Extract provided —
Good morning, friends!
Yesterday was a day, let me tell ya! You know those days when you drop everything, bump into everything, run late to everything, forget to put on deodorant? Yeah, it was one of those, ha!
But we survived (woohoo) and here we are…hello, Tuesday. So glad you are here!
So with it being the week of Valentines… I know, unpopular opinion, but I love Valentines Day. Pink is my favorite color and flowers are my favorite thing to buy for myself. There’s just something about fresh flowers sitting on my kitchen counter that makes me happy.
But like I was saying, with it being the week of LOVE (oooooo), I wanted to share something pretty personal with you.
It’s easy to assume that we all have it all together, right? Social media is a place where, for the most part, is filled with pretty and filtered pictures. I always try to spread joy in my posts and I don’t want to come at you with all of my frustrations every single day because let’s be real, that would not be fun.
But every now and then, I feel like I need to show you that my life isn’t perfect and that I have so much that I need and I’m working on.

(Photo object-pointing records)
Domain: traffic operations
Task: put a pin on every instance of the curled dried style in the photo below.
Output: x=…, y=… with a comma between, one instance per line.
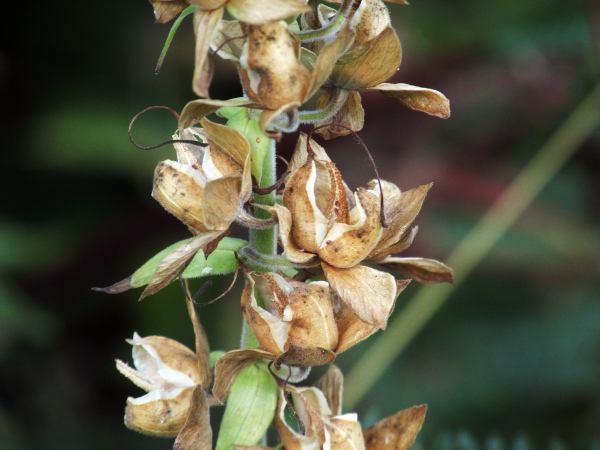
x=318, y=259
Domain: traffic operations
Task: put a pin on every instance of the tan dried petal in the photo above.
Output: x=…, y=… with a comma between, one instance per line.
x=350, y=115
x=165, y=11
x=229, y=366
x=351, y=329
x=417, y=98
x=172, y=265
x=179, y=189
x=196, y=432
x=270, y=328
x=345, y=433
x=305, y=187
x=313, y=323
x=369, y=292
x=346, y=245
x=374, y=20
x=397, y=432
x=275, y=75
x=305, y=356
x=332, y=386
x=325, y=61
x=290, y=250
x=202, y=347
x=369, y=64
x=176, y=364
x=197, y=109
x=401, y=209
x=160, y=414
x=221, y=202
x=423, y=270
x=206, y=23
x=264, y=11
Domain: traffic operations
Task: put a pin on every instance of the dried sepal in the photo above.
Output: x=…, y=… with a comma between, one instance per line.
x=351, y=116
x=332, y=386
x=167, y=10
x=397, y=432
x=417, y=98
x=423, y=270
x=229, y=366
x=196, y=431
x=370, y=63
x=369, y=292
x=172, y=265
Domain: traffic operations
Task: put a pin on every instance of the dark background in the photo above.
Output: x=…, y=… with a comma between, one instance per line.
x=516, y=350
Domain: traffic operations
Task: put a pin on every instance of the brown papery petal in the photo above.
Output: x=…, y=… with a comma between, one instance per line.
x=272, y=60
x=196, y=432
x=229, y=366
x=172, y=265
x=164, y=11
x=290, y=250
x=426, y=100
x=345, y=433
x=179, y=189
x=351, y=115
x=313, y=323
x=326, y=60
x=171, y=353
x=369, y=292
x=346, y=245
x=300, y=155
x=352, y=330
x=205, y=26
x=375, y=18
x=161, y=417
x=332, y=386
x=397, y=432
x=264, y=11
x=270, y=329
x=309, y=224
x=423, y=270
x=221, y=202
x=369, y=64
x=400, y=212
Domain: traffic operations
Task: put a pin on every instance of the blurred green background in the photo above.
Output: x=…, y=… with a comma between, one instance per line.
x=514, y=352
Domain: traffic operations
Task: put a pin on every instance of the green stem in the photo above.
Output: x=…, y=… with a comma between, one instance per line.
x=265, y=240
x=473, y=248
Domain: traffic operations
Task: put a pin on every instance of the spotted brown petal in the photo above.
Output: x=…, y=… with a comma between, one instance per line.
x=423, y=270
x=417, y=98
x=196, y=432
x=369, y=292
x=397, y=432
x=346, y=245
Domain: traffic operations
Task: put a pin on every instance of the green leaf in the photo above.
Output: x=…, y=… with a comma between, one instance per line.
x=250, y=408
x=220, y=262
x=242, y=121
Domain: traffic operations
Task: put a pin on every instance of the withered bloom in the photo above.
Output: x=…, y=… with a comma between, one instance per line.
x=373, y=58
x=318, y=219
x=207, y=17
x=175, y=379
x=324, y=426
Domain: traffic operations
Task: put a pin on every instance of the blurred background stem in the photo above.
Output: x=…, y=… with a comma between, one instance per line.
x=568, y=137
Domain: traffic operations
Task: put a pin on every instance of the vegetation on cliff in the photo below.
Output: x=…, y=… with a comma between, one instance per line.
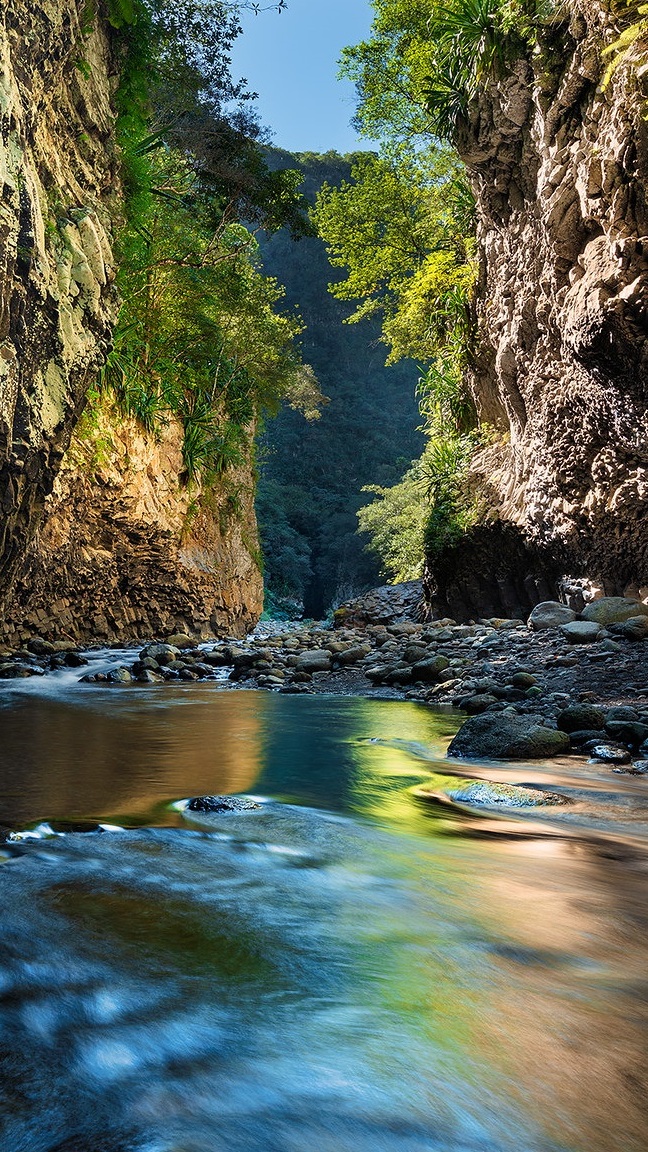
x=201, y=335
x=311, y=472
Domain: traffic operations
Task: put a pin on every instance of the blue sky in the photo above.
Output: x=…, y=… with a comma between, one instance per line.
x=291, y=59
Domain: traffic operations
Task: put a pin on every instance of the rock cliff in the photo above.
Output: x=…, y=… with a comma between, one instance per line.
x=58, y=173
x=98, y=538
x=559, y=165
x=127, y=552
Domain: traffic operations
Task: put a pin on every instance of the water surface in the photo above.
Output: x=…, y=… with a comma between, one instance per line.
x=345, y=969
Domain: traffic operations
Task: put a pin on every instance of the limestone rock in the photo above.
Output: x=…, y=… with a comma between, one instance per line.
x=612, y=609
x=550, y=614
x=60, y=189
x=581, y=631
x=562, y=371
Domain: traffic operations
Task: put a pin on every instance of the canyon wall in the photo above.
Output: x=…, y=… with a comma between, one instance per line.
x=98, y=538
x=59, y=180
x=558, y=161
x=127, y=551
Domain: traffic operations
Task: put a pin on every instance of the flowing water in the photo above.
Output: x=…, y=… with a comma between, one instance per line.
x=345, y=969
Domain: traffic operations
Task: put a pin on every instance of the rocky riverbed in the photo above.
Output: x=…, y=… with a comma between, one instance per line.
x=560, y=682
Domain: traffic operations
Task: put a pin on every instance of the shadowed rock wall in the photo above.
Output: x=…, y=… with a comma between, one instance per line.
x=559, y=168
x=58, y=174
x=126, y=552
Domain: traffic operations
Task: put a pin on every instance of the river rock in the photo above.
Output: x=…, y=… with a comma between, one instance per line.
x=627, y=732
x=550, y=614
x=221, y=804
x=581, y=631
x=580, y=715
x=163, y=653
x=19, y=671
x=477, y=703
x=634, y=628
x=181, y=641
x=507, y=736
x=612, y=609
x=39, y=646
x=486, y=793
x=608, y=752
x=318, y=660
x=429, y=671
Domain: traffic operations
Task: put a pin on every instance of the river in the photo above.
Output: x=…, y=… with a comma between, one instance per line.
x=345, y=969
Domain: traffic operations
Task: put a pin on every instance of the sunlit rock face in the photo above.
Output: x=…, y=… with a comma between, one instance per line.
x=58, y=173
x=128, y=551
x=559, y=167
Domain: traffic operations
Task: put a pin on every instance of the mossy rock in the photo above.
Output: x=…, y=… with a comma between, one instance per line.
x=483, y=793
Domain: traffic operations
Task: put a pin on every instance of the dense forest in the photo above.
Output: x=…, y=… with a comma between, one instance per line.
x=366, y=431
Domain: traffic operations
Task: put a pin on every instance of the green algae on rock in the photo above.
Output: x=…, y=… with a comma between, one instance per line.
x=484, y=793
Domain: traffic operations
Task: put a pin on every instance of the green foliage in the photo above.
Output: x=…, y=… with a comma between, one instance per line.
x=627, y=47
x=198, y=336
x=424, y=512
x=426, y=60
x=311, y=474
x=402, y=229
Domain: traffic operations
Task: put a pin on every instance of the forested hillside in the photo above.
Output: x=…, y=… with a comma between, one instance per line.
x=311, y=472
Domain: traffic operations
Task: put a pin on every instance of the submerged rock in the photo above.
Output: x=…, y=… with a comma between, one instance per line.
x=580, y=717
x=612, y=609
x=221, y=804
x=581, y=631
x=507, y=736
x=484, y=793
x=550, y=614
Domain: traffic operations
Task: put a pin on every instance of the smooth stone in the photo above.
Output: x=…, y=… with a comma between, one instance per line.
x=635, y=628
x=221, y=804
x=627, y=732
x=612, y=609
x=316, y=660
x=522, y=680
x=149, y=677
x=608, y=753
x=181, y=641
x=429, y=671
x=479, y=703
x=507, y=736
x=163, y=653
x=484, y=793
x=19, y=671
x=550, y=614
x=580, y=631
x=580, y=715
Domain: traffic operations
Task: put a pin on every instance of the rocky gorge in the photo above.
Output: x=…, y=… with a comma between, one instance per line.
x=556, y=150
x=564, y=683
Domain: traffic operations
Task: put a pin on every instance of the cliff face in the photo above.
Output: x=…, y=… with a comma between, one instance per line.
x=559, y=167
x=127, y=552
x=58, y=172
x=100, y=540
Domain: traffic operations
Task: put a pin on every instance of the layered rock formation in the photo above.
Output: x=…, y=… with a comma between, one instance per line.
x=127, y=552
x=58, y=173
x=559, y=166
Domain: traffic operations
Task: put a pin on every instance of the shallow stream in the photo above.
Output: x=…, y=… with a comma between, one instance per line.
x=346, y=969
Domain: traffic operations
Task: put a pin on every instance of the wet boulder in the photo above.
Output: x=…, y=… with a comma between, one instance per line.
x=579, y=717
x=221, y=804
x=612, y=609
x=550, y=614
x=430, y=669
x=507, y=736
x=316, y=660
x=581, y=631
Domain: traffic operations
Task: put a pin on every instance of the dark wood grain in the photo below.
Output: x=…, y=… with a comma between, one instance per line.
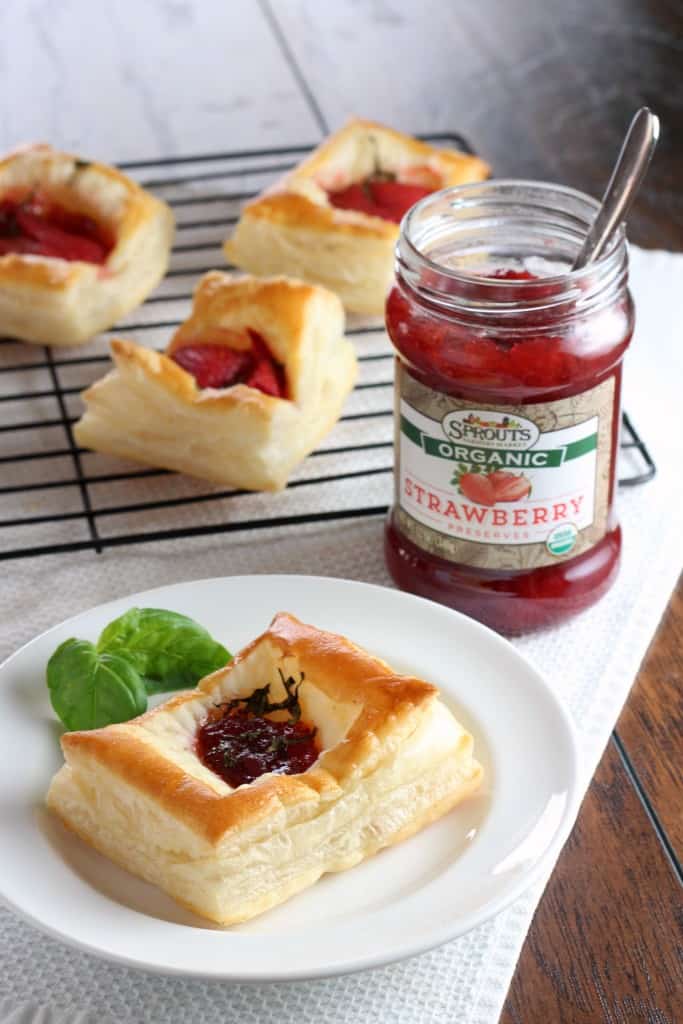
x=546, y=89
x=605, y=946
x=651, y=725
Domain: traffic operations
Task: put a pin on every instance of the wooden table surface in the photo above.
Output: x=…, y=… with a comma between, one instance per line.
x=543, y=89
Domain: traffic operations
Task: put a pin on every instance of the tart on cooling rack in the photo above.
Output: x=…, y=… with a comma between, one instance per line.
x=80, y=246
x=334, y=219
x=247, y=387
x=305, y=755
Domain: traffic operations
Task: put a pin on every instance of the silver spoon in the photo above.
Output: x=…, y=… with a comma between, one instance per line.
x=627, y=178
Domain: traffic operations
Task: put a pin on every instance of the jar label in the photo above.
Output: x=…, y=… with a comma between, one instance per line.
x=503, y=486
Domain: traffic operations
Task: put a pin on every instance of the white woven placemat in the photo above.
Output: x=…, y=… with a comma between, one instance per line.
x=591, y=662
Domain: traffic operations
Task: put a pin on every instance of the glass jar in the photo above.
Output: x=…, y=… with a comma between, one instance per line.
x=507, y=403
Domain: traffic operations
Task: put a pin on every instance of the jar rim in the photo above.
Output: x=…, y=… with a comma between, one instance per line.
x=608, y=261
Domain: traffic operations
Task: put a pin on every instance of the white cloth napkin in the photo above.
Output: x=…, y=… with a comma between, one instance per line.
x=591, y=663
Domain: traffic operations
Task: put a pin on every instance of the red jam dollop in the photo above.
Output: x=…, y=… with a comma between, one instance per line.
x=219, y=366
x=37, y=226
x=561, y=353
x=241, y=747
x=379, y=198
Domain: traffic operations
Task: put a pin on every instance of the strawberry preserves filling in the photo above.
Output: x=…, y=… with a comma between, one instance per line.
x=378, y=197
x=240, y=747
x=218, y=366
x=36, y=226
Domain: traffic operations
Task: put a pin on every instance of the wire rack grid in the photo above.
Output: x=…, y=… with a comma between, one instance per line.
x=56, y=498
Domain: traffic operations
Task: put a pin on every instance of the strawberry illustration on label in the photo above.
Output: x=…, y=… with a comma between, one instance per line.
x=477, y=487
x=509, y=487
x=488, y=488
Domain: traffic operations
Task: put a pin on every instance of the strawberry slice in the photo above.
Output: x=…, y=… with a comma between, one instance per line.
x=509, y=487
x=378, y=198
x=354, y=198
x=59, y=242
x=267, y=377
x=396, y=198
x=213, y=366
x=478, y=488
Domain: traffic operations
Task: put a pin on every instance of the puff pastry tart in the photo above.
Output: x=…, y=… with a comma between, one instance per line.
x=245, y=390
x=212, y=798
x=334, y=219
x=80, y=245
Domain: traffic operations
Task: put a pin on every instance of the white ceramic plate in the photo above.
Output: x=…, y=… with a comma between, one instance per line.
x=446, y=880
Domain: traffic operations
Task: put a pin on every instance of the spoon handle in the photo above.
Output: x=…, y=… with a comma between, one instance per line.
x=628, y=174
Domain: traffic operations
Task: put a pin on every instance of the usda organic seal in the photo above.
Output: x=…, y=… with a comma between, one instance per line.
x=562, y=539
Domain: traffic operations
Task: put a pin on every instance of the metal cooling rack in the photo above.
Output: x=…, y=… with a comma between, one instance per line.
x=56, y=498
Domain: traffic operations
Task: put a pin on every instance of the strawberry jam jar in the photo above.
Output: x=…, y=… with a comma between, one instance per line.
x=507, y=403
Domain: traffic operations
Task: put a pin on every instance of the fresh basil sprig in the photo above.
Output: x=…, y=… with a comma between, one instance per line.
x=89, y=689
x=144, y=651
x=169, y=650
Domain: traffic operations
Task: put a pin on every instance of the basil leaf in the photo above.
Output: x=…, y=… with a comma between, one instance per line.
x=169, y=650
x=89, y=689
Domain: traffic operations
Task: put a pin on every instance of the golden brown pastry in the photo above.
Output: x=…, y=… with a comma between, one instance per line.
x=80, y=246
x=247, y=387
x=390, y=758
x=334, y=219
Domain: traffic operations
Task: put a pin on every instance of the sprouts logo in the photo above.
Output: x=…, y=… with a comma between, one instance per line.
x=483, y=428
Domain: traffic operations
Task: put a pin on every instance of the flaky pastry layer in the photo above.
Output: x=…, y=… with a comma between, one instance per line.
x=293, y=228
x=393, y=760
x=62, y=302
x=150, y=410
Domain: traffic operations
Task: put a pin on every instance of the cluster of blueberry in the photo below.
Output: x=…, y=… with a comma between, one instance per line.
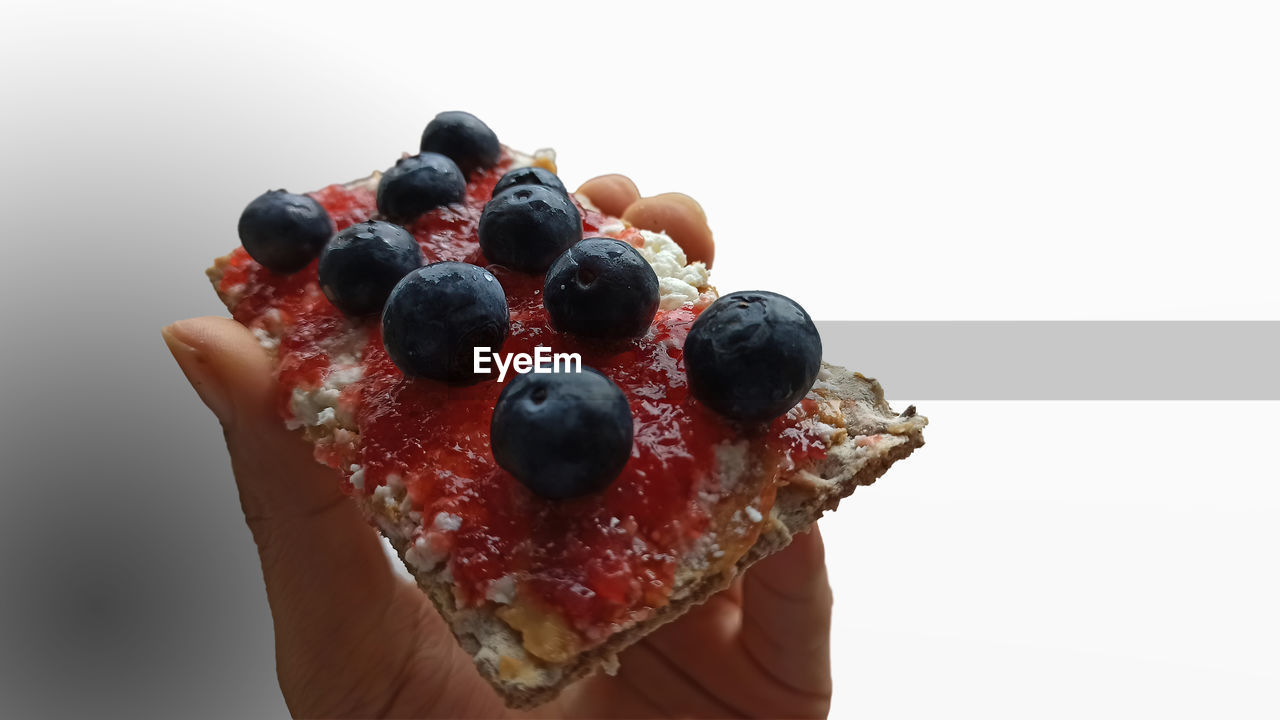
x=750, y=356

Your tasks —
1. According to the Valentine's week blog post, what is the writer's favorite color?
2. Continue the Valentine's week blog post from its last sentence.

Replies —
1. Pink.

2.
Joseph and I have been together since high school. We’ve been friends since middle school. We have grown up together, we were best friends before we were dating and we have a very special relationship. But like all marriages, we have our hard seasons. We disagree and we get on each other’s nerves. We are human.
We’ve had a really busy season of life with work and kids. We’ve also added more projects and have expanded our real estate investment business so we have something going on constantly. We are thankful for the work, but sometimes the busyness can make things a little tense around the home.
When busyness strikes or a new project takes up our time, we can become very short with each other and quick to bicker over the smallest of things, ugh.
I know that we are not alone in these struggles so I wanted to share some of the things that help us get back on track.
First and foremost, we acknowledge and admit that we are being short with each other. Now, this doesn’t always happen right away. Throughout the years, we’ve been able to shorten the time it takes to acknowledge it, but it still takes us a day or so. And sometimes our stubborn selves just don’t want to acknowledge it, ha!
We can all feel when we’re at odds with our partner. We are short with each other, easily annoyed, we probably don’t say much to each other and we lay in the bed as far from each other as possible.
At times, we even find ourselves being quick to snap at our kiddos, because placing our frustration on them just seems easier. Ugh, I hate when I do this.
But you know, just as when we come to Jesus and admit and acknowledge our sins, we have to do the same within our marriage. Acknowledge that there’s something going on that seems to be rocking our world.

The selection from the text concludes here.